%%

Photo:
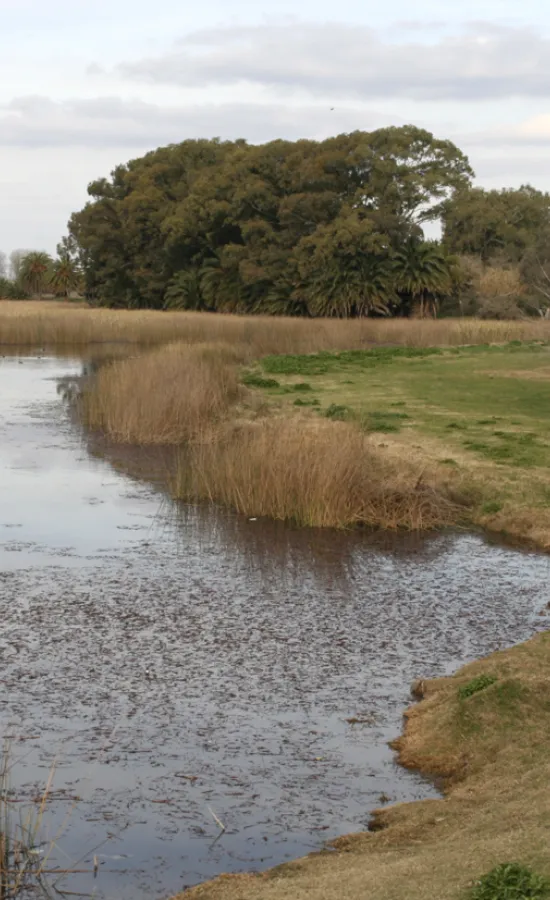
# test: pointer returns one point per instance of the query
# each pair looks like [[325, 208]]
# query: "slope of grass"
[[490, 833], [478, 416]]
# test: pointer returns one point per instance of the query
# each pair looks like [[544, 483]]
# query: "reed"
[[166, 396], [47, 325], [311, 472]]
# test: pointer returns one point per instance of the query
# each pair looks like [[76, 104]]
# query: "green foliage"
[[65, 275], [301, 228], [323, 363], [423, 272], [301, 402], [337, 412], [511, 881], [475, 686], [11, 290], [384, 421], [36, 272], [495, 223], [252, 379]]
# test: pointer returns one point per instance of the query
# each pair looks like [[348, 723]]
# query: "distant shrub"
[[337, 412], [475, 686], [252, 380], [9, 290], [511, 881]]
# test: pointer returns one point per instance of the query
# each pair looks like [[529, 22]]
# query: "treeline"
[[34, 273], [330, 228]]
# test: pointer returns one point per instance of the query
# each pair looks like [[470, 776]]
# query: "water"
[[181, 665]]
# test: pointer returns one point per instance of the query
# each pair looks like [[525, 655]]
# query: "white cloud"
[[483, 61], [113, 122]]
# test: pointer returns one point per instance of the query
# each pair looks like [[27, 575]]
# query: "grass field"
[[477, 416], [486, 731]]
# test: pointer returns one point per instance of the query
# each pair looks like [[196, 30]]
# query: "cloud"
[[484, 61], [532, 134], [113, 122]]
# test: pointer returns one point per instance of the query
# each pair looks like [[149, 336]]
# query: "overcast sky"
[[86, 84]]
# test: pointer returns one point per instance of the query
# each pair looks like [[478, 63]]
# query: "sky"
[[88, 84]]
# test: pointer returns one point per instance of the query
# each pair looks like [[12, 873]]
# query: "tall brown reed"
[[40, 324], [310, 472], [166, 396]]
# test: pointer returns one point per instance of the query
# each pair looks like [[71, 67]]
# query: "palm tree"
[[35, 271], [65, 275], [423, 272], [351, 286], [184, 291]]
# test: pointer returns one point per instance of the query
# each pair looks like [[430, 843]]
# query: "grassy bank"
[[401, 436], [486, 732], [32, 323], [474, 417]]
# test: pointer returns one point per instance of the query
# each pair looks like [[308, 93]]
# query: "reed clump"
[[311, 472], [166, 396], [41, 324]]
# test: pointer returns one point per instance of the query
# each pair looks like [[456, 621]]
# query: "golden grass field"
[[49, 323]]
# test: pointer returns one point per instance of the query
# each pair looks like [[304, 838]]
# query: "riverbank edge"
[[482, 776]]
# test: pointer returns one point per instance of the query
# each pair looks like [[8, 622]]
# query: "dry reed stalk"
[[166, 396], [311, 472], [43, 324]]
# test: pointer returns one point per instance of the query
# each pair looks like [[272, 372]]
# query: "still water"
[[176, 666]]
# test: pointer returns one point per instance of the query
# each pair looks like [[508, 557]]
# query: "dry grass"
[[493, 749], [166, 396], [311, 472], [53, 324]]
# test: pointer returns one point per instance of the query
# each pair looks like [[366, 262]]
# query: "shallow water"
[[182, 665]]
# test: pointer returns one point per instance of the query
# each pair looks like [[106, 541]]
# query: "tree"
[[16, 262], [35, 272], [423, 273], [345, 270], [502, 223], [535, 273], [228, 226], [65, 276]]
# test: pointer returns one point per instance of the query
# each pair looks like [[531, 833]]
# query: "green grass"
[[325, 363], [253, 380], [300, 402], [481, 411], [475, 686], [511, 881]]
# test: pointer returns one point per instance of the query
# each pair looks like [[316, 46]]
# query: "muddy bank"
[[180, 662]]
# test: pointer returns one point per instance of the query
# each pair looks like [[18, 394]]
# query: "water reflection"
[[182, 659]]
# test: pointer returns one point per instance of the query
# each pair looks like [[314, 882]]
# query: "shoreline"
[[358, 865]]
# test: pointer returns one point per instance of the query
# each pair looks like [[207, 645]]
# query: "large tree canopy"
[[305, 227]]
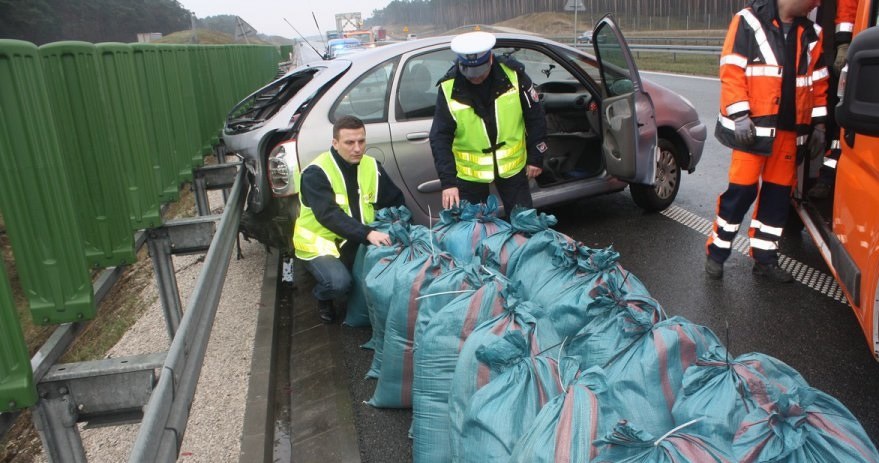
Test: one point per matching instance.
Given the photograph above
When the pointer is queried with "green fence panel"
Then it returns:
(140, 171)
(149, 68)
(17, 388)
(190, 106)
(35, 197)
(183, 127)
(90, 161)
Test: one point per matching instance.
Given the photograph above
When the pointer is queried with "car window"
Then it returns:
(539, 66)
(416, 94)
(367, 97)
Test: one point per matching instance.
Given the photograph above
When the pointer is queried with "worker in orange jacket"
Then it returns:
(773, 104)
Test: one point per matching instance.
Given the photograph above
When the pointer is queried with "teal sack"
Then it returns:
(567, 426)
(462, 228)
(804, 425)
(495, 251)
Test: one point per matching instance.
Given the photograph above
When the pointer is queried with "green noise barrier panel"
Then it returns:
(35, 198)
(149, 68)
(17, 388)
(90, 152)
(139, 171)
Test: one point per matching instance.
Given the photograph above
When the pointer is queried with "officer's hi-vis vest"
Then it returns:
(752, 76)
(472, 149)
(310, 238)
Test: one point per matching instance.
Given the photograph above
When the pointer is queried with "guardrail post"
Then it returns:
(55, 419)
(17, 389)
(159, 245)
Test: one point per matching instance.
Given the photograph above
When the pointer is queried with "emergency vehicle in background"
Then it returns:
(846, 230)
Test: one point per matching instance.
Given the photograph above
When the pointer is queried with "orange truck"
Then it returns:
(846, 228)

%%

#### What you have to do
Leave the images out and output the remaining material exactly as it stands.

#### Written reply
Photo:
# test: pointer returns one point per instance of the query
# each pair looks like [[325, 208]]
# query: "slope of grass"
[[490, 833], [478, 416]]
# test: pointer returns one point per instance of the query
# each pair looks like [[544, 483]]
# query: "reed"
[[166, 396], [47, 325], [311, 472]]
# test: pointer returns one point per instance of the query
# each pair looks like [[76, 104]]
# query: "green foliage"
[[65, 275], [301, 228], [323, 363], [423, 272], [301, 402], [337, 412], [511, 881], [475, 686], [11, 290], [384, 421], [36, 272], [495, 223], [252, 379]]
# test: pointer returns one point per instance of the query
# each pair looks like [[348, 723]]
# query: "distant shrub"
[[337, 412], [475, 686], [252, 380], [9, 290], [511, 881]]
# test: pointer returns one point per instance of the query
# each pair looks like [[529, 22]]
# query: "treeline"
[[34, 273], [330, 228]]
# test: pointer returns one point per instance of the query
# each pair looks like [[470, 776]]
# query: "water"
[[181, 665]]
# test: pointer returns one point per instance of the query
# each pair looks like [[525, 655]]
# query: "white cloud"
[[483, 61], [113, 122]]
# test: pointer returns one point per instance of the query
# each pair looks like [[27, 575]]
# query: "grass field"
[[477, 416], [486, 731]]
# test: pointer returns one point per instance of the query
# each pair looks like [[196, 30]]
# query: "cloud"
[[484, 61], [532, 134], [113, 122]]
# test: pointer returns one point per instance of the query
# each pair looks like [[149, 336]]
# query: "overcast sky"
[[86, 84]]
# test: pointer returns one point per instance of the query
# each pair looks like [[478, 63]]
# query: "sky"
[[88, 84]]
# test: pointer returns one point per instance of the query
# each pair looks like [[12, 873]]
# query: "tall brown reed"
[[40, 324], [310, 472], [166, 396]]
# test: pointer returns one point per instance of the query
# each pair looks like [[71, 67]]
# query: "palm tree"
[[35, 271], [65, 275], [423, 272], [351, 286], [184, 291]]
# test: pointer returns one point per instance of the query
# each pair looks like [[430, 843]]
# query: "grassy bank"
[[401, 436], [486, 732], [32, 323], [474, 417]]
# test: pointer returns one point per instance of the query
# each pair looks like [[308, 93]]
# query: "reed clump"
[[311, 472], [166, 396], [41, 324]]
# test: pointer returns one point per instance of the query
# each pair looks like [[456, 621]]
# query: "golden grass field"
[[49, 323]]
# test: pointer returns one point per instance of the query
# each pair looks like [[304, 838]]
# query: "riverbank edge"
[[482, 776]]
# test: pointer returns one point per instance of the query
# each pair looks like [[8, 622]]
# query: "dry reed stalk"
[[166, 396], [311, 472], [43, 324]]
# test: pointer returns one point per instance of the query
# each pair looks like [[272, 372]]
# query: "still water"
[[176, 666]]
# test: pointer returns one point per instance of the query
# each pair looks like [[508, 557]]
# query: "dry grass"
[[493, 749], [166, 396], [311, 472], [53, 324]]
# test: pointer returns one point per instance of the query
# each pair looks like [[366, 262]]
# query: "shallow water"
[[182, 665]]
# test: pointer returns one point per instance of the query
# each pair looks like [[106, 541]]
# query: "tree"
[[16, 262], [35, 272], [423, 273], [345, 270], [502, 223], [535, 273], [228, 226], [65, 276]]
# test: pointer returns one point per instance of the query
# each pair looks like [[531, 833]]
# query: "green grass"
[[325, 363], [253, 380], [300, 402], [481, 411], [475, 686], [511, 881]]
# test: pointer returns one point per instance of the query
# each pair looks like [[316, 46]]
# query: "muddy bank"
[[180, 662]]
# test: pointer returns one point per instance of the query
# each pair looks like [[18, 394]]
# query: "water reflection"
[[182, 659]]
# test: pointer returns one point per instance of the query
# each pair looks like [[314, 882]]
# query: "shoreline"
[[358, 865]]
# test: pointer returns one point per instance of the query
# each pair looks like [[207, 645]]
# query: "large tree canopy"
[[305, 227]]
Test: one point per matching instance.
Given the photograph above
When the pointer is queried with "green fence panel"
Then it returns:
(140, 171)
(149, 68)
(17, 388)
(190, 106)
(35, 197)
(183, 127)
(90, 161)
Test: one point per matching instance.
Given the photograph above
When the pointer is queried with "car window"
Then it returns:
(539, 66)
(416, 94)
(367, 97)
Test: one point per matching instance.
Given the photograph above
When the pointer is queried with "worker in orange jacket"
Then it returns:
(773, 104)
Test: one point per matching instance.
Given the photograph above
When the pointer is queried with "teal sack"
Then it returns:
(567, 426)
(462, 228)
(804, 425)
(495, 251)
Test: one point per matching instance.
Given the photograph above
When the pointer is queried with "green noise barrier panel"
Then it returns:
(35, 198)
(149, 68)
(17, 388)
(90, 152)
(139, 171)
Test: one point per matching instance.
Given the photograph above
When the pointer is queried with "officer's hi-vis vest"
Then it returns:
(752, 76)
(472, 149)
(310, 238)
Test: one point per matching instance.
Given the photograph above
When the pointer is queried with "guardrail post"
Then it returns:
(55, 419)
(17, 389)
(159, 245)
Test: one point per matching instance.
Given the photograph above
When the pointer is queried with "emergency vehicle in background"
Then it returns:
(846, 230)
Test: one point per matching instance.
Given the photograph above
When the pointer is queried with "orange truck"
Then it returns:
(846, 228)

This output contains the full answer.